══ MATERIAL SUPPLIED

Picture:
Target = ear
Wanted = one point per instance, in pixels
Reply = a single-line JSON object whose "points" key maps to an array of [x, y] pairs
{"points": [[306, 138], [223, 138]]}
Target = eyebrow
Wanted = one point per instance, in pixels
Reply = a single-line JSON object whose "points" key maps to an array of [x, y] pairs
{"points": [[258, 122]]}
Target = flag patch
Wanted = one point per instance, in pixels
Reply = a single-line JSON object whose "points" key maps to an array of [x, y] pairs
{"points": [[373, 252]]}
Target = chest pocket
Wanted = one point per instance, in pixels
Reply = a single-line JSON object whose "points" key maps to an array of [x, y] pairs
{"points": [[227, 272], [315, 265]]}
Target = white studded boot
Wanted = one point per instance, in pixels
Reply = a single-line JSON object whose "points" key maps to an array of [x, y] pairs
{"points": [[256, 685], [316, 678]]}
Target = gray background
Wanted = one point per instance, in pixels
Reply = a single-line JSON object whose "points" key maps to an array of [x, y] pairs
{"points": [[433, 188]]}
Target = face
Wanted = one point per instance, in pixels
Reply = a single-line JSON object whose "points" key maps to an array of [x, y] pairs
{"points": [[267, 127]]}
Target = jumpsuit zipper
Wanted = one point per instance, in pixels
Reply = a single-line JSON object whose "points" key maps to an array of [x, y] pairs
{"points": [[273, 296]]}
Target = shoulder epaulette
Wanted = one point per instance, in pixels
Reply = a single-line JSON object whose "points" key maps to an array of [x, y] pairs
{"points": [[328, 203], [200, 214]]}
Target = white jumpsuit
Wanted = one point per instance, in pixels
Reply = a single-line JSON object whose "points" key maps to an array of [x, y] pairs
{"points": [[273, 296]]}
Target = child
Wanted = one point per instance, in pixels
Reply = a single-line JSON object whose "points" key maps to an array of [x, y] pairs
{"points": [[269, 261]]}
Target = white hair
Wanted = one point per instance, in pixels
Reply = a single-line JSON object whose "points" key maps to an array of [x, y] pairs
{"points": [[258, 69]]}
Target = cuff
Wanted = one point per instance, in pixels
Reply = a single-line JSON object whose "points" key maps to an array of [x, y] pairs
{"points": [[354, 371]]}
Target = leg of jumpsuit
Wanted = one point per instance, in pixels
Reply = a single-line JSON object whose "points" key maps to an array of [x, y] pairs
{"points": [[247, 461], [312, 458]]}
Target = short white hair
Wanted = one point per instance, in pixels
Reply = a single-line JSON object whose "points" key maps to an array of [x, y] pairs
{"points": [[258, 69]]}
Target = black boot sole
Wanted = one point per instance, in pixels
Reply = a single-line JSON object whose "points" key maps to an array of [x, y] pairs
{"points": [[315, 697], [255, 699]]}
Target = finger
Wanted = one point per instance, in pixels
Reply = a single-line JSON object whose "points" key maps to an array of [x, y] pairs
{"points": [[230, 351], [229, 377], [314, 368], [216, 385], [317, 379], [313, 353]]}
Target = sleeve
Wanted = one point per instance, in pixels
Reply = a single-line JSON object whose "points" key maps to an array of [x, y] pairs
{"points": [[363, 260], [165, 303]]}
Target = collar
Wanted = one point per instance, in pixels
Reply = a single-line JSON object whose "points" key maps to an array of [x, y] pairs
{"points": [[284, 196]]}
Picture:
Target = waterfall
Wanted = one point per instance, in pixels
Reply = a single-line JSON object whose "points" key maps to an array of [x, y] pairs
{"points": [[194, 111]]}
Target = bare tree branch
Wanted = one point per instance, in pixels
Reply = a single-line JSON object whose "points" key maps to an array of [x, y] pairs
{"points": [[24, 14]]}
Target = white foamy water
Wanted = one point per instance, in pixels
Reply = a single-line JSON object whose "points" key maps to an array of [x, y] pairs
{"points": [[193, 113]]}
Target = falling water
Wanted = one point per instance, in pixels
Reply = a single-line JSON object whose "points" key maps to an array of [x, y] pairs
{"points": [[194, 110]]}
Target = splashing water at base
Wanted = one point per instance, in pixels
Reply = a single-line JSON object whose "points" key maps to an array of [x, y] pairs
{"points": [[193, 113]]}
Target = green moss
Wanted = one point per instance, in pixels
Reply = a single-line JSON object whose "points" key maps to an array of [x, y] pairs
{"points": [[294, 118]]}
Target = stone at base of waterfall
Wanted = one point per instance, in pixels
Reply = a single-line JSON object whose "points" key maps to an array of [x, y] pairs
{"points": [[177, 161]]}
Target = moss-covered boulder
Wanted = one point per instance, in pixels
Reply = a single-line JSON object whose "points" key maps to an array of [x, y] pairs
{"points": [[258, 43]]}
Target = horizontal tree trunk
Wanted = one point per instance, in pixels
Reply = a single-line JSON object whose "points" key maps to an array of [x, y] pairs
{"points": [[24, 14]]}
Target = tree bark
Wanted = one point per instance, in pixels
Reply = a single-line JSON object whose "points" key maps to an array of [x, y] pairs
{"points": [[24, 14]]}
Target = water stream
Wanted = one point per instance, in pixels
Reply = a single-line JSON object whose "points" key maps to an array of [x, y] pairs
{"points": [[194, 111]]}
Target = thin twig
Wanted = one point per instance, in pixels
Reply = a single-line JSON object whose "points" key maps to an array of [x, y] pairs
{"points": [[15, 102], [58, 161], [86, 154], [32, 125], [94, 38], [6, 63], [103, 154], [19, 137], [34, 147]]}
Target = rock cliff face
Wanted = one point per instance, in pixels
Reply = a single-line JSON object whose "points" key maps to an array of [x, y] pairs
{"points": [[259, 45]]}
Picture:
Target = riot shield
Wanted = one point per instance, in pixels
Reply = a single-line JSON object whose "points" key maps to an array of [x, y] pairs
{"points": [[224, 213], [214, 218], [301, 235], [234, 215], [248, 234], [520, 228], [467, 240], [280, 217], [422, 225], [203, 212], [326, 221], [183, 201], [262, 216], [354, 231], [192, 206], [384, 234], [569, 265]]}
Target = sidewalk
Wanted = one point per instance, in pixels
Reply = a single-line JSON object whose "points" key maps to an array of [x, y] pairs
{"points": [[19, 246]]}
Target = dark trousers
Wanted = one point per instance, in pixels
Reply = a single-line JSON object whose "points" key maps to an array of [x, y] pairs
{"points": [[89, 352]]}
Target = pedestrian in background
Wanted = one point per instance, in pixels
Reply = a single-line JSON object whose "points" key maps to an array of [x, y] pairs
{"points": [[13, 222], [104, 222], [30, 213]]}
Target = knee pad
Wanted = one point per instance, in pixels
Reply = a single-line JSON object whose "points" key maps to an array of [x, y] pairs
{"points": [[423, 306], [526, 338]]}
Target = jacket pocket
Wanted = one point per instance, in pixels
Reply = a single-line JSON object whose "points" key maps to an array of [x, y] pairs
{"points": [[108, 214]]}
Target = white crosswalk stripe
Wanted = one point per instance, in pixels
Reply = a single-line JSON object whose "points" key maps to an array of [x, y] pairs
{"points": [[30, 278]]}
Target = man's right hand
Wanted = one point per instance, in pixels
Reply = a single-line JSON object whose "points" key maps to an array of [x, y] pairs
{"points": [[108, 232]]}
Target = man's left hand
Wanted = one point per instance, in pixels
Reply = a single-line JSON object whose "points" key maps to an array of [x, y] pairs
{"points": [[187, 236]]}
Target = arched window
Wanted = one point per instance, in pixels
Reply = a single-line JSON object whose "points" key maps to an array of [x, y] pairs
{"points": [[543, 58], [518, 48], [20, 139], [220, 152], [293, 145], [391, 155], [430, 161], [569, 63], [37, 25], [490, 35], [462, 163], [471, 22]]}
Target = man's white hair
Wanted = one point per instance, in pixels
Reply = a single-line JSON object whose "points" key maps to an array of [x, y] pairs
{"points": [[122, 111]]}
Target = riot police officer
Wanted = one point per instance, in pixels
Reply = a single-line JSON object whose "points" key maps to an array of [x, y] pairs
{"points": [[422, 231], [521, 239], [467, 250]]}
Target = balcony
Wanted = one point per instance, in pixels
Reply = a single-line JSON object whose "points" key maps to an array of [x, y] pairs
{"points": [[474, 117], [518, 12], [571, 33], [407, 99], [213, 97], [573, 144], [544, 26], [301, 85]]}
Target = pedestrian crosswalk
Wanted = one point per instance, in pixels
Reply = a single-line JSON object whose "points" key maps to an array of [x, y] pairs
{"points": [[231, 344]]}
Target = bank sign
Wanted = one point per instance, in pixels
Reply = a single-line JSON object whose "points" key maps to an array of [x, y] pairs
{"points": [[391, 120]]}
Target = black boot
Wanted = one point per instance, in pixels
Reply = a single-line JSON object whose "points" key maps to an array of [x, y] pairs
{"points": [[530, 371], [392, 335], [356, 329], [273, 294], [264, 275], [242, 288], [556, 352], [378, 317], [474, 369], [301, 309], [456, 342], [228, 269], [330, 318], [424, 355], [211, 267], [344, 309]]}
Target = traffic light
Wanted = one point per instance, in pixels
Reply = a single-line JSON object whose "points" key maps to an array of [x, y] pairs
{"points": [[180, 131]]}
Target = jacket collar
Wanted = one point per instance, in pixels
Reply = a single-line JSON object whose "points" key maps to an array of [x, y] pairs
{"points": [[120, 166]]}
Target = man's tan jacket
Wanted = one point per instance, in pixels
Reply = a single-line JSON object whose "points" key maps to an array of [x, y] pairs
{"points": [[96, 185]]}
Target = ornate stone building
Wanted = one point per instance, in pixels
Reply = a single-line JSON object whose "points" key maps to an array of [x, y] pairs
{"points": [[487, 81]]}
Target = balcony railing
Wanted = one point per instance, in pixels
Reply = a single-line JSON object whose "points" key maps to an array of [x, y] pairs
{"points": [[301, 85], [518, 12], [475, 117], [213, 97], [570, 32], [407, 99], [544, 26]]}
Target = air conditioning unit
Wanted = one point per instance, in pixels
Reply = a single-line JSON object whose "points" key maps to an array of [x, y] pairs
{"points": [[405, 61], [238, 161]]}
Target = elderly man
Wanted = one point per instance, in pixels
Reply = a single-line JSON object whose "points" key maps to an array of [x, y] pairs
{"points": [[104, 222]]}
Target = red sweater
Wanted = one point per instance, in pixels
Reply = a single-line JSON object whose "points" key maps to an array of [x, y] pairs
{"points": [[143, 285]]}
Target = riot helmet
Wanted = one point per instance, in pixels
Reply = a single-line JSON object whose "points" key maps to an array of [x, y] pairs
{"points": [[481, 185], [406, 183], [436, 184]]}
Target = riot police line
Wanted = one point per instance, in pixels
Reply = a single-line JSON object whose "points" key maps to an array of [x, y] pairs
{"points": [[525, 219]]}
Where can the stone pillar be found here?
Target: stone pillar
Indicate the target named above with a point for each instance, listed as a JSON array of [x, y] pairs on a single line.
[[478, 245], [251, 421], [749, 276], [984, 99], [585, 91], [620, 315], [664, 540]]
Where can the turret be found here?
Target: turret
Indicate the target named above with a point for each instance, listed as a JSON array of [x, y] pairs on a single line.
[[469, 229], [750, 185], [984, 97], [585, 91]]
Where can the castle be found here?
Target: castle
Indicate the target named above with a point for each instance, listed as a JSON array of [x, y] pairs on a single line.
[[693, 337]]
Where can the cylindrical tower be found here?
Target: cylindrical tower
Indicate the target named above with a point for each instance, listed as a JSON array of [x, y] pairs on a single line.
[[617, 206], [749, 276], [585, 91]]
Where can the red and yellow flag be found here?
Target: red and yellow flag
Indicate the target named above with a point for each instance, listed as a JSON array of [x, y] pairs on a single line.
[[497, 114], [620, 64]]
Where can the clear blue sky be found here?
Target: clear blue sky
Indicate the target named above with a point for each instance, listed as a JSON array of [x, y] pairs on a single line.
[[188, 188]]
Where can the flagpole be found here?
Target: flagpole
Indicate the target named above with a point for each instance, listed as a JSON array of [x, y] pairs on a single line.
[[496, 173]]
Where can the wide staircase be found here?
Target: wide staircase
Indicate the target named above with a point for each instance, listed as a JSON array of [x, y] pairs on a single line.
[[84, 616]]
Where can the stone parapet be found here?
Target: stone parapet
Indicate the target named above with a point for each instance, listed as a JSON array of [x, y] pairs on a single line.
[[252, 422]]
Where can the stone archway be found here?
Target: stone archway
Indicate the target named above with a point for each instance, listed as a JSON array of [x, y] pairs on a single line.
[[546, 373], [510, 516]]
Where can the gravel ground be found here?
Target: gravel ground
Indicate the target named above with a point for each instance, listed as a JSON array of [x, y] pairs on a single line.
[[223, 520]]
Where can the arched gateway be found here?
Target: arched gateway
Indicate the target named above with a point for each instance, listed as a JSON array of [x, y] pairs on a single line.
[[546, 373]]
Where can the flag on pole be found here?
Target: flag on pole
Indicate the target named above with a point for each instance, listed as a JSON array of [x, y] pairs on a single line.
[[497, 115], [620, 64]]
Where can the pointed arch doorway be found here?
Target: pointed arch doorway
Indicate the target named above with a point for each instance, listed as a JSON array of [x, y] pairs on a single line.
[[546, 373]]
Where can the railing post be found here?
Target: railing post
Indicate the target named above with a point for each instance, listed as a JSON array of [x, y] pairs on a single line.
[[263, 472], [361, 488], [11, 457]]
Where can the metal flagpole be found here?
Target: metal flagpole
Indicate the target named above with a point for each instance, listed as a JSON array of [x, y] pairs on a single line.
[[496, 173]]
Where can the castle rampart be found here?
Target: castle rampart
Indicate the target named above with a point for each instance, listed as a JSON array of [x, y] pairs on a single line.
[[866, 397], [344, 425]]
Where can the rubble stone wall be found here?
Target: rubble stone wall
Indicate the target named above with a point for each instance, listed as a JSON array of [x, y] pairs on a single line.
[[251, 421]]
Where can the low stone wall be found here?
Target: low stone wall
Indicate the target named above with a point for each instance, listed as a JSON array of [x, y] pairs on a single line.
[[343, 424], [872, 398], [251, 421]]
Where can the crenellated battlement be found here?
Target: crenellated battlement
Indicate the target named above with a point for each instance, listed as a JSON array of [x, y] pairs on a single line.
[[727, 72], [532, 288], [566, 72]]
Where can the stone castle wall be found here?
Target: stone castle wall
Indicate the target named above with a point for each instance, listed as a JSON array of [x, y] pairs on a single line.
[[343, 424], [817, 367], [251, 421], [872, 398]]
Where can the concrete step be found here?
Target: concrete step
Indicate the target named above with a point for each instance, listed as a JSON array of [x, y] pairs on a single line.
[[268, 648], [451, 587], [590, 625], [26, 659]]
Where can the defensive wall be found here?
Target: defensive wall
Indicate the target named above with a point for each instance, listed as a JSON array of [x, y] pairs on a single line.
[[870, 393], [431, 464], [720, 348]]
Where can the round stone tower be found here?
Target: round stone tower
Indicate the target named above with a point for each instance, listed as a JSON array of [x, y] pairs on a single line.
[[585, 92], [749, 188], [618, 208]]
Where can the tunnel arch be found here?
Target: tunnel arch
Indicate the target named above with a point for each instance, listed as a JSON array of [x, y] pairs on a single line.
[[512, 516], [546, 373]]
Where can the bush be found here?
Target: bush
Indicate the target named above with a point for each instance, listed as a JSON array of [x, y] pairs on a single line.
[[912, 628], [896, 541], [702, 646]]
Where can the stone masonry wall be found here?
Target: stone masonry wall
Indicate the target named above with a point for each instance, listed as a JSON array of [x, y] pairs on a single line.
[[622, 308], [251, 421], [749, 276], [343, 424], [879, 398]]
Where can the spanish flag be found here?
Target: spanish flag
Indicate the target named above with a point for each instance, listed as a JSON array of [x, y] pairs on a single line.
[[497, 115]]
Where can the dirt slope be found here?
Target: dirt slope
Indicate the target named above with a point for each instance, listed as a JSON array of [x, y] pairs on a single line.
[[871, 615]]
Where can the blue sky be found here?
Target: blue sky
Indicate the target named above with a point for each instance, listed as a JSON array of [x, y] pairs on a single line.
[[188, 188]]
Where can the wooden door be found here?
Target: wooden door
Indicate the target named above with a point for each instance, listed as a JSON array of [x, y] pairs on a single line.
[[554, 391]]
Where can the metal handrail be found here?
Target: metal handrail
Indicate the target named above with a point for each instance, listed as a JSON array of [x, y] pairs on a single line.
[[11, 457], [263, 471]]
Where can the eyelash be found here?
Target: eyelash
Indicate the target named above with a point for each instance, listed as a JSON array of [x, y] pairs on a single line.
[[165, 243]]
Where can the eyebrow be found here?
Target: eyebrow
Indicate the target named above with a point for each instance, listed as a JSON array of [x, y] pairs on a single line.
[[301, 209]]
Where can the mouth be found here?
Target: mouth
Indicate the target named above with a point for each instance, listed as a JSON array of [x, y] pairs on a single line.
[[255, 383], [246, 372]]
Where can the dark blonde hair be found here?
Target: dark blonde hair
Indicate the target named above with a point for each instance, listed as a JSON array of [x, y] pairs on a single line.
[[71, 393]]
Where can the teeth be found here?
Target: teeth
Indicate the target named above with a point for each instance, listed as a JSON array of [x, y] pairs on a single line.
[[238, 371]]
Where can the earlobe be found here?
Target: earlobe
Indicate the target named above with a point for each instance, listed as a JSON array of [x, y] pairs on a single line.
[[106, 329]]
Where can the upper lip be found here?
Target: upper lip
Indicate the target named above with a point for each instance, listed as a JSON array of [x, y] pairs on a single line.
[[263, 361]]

════

Write out again the part that opens with the line containing "Where can the stone archway be found here?" and closes with the line containing "[[546, 373], [510, 516]]", both included, with the requests unchanged. In the answers, shift every coordinate by adding 19 to it.

Where can the stone archway be found here?
Target: stone archway
Indicate the target named above with a point for each instance, listed as a JSON array of [x, y] pairs on a single line.
[[565, 392], [529, 535]]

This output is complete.